- Recorded information -
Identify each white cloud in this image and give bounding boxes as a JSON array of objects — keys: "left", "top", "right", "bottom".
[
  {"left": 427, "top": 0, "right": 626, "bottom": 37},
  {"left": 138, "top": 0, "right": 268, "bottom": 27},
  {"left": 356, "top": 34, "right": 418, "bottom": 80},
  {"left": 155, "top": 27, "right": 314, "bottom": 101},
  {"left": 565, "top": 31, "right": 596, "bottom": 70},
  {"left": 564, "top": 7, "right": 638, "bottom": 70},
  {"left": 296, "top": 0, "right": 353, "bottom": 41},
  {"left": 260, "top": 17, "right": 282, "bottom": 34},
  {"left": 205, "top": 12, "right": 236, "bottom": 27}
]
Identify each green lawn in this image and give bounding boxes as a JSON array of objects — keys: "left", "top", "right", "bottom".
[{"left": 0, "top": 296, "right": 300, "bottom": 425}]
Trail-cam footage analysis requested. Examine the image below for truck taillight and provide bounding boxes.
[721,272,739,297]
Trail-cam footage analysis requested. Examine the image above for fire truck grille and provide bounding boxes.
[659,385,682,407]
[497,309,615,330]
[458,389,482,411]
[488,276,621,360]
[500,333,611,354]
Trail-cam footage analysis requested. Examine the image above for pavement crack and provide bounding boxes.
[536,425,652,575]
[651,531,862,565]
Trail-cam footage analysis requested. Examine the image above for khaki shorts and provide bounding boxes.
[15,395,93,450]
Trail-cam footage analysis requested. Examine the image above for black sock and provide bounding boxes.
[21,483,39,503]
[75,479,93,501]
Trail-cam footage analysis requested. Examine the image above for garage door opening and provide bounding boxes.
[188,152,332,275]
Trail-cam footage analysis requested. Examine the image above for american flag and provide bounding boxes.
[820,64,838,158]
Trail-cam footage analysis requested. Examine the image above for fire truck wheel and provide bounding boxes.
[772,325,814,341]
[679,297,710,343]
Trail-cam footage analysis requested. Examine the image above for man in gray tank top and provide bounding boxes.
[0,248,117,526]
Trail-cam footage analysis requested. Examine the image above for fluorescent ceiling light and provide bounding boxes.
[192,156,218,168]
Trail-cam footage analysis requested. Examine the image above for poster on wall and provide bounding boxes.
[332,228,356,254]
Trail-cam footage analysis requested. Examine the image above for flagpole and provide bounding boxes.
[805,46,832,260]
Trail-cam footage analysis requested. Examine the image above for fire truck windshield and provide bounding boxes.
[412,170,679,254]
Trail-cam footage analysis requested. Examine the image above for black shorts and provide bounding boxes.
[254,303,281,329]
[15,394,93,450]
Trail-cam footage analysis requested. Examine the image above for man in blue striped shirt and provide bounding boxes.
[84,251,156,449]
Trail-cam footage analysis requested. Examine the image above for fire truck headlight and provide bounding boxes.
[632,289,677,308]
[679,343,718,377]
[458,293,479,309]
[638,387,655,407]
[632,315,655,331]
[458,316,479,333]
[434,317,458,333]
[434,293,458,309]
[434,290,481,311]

- Your objective -
Which lines of the data above contain the string "shorts"? Copy each of those lines out in full.

- Correct result -
Trail-cam footage analysis requested. Examine the image above for khaki shorts and provide bounding boxes.
Trail-cam footage analysis requested. Examine the image above for black shorts and provide bounding boxes.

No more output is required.